## EXERCISE TASK 1
Gather every line in the entries below that contains the string "brown" and copy each one out.
— BEGIN PASSAGE —
Sunday, August 04, 2013

The Transformed Man (And Other Tales)

Well - what can I say folks except, I am sorry to have neglected you, and hello again. It has been rather a long time hasn't it, but I'll put it down to a necessary need to pull back from writing this every week - it was too much and I felt my creative juices being squeezed dry - for me, when something creative stops being enjoyable then I have to immerse myself less. 
But anyway, that's enough of lousy excuses - I am not going to be publishing this on such a regular basis, simply from the fact that there is only so much one can write about and continue to stay interesting!
So, onwards.
I met someone on the bus a couple of weeks back - I hadn't seen him in a long time (nearly 8 years) - time had changed him - he looked old, and yet when I tickled his memory it was surprising what he was capable of recalling. His name is Malcolm Thompson and he was (and is to an extent) someone who has made their entire career from photography, which is no mean feat. In recent years he has been a printer and processor, as well as doing course work on a monochrome photography course at Dundee's famous DCA.
I like Malcolm - he can appear curmudgeonly at times and yet, underneath that surface is a passionate and experienced photographer capable of not just superb images, but some of the best printing I have ever seen. I asked him how he was doing and he said he'd retired, though he still held an informal portfolio session at the DCA (has asked me to go along . . not sure whether I will or not . . I am not a great fan of these things) and also still had his wee darkroom going at Meadow Mill, and then he said, 'Well, I can't do anything else.' And it struck me then, that his commitment to the photographic image was so total that any other way of earning a living had never occurred to him . .
— END PASSAGE —
— BEGIN RECORDS —
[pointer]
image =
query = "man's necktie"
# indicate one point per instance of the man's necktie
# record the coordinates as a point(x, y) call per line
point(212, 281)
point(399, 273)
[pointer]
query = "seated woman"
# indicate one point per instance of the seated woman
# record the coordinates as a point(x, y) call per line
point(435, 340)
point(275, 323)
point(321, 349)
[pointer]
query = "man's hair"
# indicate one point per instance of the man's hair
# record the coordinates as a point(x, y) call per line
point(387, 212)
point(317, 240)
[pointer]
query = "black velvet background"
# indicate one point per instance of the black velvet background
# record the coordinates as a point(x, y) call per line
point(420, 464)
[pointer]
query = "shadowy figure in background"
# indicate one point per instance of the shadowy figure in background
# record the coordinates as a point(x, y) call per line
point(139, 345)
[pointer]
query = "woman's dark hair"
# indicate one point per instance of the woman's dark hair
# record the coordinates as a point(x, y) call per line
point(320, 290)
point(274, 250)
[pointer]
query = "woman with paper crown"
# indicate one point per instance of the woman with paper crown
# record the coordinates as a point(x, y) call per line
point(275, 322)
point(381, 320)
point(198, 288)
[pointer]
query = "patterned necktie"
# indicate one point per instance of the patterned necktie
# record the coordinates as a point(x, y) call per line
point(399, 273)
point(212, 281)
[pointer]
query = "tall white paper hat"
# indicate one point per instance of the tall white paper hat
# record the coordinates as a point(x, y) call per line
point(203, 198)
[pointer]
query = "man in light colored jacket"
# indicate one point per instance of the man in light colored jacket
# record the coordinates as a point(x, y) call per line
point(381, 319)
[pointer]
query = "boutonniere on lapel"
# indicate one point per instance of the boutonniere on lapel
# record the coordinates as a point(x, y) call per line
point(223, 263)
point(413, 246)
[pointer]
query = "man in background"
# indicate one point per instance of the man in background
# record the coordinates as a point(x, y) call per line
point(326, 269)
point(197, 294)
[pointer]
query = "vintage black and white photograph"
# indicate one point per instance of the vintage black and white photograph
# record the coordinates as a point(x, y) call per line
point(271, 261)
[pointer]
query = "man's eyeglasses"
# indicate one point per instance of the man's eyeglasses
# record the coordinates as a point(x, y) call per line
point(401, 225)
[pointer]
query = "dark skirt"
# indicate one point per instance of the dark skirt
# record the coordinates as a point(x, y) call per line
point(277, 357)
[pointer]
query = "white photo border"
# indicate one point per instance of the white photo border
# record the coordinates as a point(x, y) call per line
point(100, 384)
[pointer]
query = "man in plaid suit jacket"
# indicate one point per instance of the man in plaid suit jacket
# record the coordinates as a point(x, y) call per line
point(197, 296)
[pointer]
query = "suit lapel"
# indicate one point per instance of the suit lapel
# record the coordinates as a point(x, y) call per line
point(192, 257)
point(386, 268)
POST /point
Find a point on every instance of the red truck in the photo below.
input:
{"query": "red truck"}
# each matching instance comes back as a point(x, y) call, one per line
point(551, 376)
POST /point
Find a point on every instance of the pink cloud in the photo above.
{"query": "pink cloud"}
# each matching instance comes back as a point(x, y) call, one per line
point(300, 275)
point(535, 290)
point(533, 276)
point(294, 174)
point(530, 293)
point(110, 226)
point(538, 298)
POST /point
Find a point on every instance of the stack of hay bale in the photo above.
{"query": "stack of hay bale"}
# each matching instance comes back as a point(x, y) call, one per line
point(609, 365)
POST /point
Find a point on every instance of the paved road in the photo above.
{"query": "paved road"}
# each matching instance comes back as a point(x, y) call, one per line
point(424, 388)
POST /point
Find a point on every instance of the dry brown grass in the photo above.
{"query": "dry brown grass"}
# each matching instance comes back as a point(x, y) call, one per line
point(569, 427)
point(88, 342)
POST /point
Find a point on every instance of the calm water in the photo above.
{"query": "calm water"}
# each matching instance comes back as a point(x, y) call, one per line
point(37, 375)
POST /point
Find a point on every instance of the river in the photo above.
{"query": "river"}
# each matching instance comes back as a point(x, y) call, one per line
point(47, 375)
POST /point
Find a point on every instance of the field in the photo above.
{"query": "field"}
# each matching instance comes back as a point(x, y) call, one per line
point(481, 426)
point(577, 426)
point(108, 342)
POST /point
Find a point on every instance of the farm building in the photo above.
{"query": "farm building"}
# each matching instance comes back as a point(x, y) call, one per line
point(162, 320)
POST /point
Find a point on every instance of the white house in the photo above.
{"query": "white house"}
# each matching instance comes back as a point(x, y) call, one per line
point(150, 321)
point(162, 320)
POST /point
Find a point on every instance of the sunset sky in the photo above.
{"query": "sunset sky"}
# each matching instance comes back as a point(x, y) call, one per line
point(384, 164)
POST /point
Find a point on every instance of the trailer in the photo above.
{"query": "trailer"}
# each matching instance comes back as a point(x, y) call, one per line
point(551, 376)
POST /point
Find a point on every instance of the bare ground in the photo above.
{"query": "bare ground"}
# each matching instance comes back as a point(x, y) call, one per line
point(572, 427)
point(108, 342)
— END RECORDS —
## EXERCISE TASK 2
Answer these questions about the blog post above:
(a) What day of the week is the post dated?
(b) About how long had the writer gone without seeing Malcolm Thompson before they met on the bus?
(c) Where does Malcolm still keep his darkroom going?

## FULL RESPONSE 1
Find a point on every instance of the dry brown grass in the photo above.
{"query": "dry brown grass"}

## FULL RESPONSE 2
(a) Sunday
(b) Nearly 8 years
(c) At Meadow Mill